(Stored entries)
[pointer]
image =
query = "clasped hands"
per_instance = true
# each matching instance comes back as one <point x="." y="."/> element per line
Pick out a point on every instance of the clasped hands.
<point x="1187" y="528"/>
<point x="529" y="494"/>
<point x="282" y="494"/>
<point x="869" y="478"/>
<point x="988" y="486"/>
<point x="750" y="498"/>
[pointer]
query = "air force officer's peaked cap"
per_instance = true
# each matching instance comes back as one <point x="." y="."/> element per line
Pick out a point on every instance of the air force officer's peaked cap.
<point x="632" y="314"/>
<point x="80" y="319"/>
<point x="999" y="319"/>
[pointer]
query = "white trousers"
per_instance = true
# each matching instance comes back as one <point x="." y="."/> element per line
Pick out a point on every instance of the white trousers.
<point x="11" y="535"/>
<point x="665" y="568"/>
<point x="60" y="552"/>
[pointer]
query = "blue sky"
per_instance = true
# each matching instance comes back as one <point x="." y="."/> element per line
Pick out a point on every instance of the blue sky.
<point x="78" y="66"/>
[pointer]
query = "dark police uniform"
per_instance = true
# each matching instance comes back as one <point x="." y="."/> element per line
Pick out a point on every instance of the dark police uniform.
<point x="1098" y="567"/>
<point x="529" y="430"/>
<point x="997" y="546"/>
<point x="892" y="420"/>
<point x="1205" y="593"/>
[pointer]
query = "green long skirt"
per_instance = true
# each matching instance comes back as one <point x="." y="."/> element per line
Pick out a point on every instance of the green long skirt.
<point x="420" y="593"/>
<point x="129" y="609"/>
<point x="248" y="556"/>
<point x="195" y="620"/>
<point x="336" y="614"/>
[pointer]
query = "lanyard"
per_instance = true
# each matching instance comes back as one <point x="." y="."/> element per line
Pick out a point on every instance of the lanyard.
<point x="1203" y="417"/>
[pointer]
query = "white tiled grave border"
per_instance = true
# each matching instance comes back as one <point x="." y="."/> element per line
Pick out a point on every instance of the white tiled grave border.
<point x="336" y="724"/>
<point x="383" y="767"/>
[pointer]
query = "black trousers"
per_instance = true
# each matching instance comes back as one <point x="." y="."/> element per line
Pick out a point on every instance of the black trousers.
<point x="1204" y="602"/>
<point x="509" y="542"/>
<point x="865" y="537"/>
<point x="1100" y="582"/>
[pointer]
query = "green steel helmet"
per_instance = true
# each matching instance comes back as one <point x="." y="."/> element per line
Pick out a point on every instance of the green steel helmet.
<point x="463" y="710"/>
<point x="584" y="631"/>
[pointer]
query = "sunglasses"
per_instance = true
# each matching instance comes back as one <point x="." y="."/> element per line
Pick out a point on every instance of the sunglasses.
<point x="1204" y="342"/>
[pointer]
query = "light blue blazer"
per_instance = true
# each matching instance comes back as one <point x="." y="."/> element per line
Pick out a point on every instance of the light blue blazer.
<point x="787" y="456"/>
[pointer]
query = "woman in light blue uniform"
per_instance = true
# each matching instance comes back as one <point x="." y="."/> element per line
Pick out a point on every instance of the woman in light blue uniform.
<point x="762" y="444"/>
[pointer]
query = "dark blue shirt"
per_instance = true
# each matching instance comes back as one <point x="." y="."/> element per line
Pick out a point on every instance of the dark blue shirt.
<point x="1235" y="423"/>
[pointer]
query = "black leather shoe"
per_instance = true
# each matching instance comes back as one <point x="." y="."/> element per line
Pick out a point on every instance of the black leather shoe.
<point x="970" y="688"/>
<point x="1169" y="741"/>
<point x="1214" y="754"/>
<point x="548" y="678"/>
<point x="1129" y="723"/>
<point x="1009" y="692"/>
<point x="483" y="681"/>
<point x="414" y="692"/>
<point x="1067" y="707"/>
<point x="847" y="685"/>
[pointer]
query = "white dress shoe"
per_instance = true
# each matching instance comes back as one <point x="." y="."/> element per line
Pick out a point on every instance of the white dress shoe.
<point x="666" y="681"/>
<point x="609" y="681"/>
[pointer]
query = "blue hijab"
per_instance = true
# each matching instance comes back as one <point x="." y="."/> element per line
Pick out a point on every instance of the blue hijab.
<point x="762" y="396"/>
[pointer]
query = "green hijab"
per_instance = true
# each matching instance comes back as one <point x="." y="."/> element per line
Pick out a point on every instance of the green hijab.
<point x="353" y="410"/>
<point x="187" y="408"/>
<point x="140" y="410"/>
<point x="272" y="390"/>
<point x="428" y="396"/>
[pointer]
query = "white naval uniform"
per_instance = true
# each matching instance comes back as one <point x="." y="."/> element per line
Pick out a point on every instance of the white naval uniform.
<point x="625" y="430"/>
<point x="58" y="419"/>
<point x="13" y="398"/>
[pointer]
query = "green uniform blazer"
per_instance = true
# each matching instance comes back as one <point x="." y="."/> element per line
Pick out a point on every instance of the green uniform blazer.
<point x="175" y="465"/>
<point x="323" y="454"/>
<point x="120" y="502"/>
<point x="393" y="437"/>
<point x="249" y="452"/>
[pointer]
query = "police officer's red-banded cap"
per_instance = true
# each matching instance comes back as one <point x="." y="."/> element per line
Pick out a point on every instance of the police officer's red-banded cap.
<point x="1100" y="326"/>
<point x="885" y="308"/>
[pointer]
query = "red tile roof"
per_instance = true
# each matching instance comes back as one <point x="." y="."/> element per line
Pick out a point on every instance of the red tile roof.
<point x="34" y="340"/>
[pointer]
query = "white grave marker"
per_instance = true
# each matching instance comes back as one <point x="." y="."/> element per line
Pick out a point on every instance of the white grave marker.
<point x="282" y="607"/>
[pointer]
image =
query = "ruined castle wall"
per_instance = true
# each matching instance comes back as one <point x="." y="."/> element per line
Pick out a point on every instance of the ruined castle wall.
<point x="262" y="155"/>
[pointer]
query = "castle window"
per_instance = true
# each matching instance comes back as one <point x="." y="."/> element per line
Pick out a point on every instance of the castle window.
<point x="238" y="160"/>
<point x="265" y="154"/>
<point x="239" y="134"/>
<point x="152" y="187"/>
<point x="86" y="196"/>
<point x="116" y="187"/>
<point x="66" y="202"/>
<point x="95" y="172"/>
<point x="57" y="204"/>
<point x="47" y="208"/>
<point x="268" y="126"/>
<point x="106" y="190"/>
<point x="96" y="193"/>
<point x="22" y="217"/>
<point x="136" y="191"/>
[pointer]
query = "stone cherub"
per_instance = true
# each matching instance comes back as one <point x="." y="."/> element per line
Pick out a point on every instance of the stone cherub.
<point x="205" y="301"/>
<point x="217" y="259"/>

[Description of the task]: Identify every line in the records above that contains the string "sunglasses", and copy each one. Case counts.

[Full solution]:
query = "sunglasses"
Pick out a point on every instance of the sunglasses.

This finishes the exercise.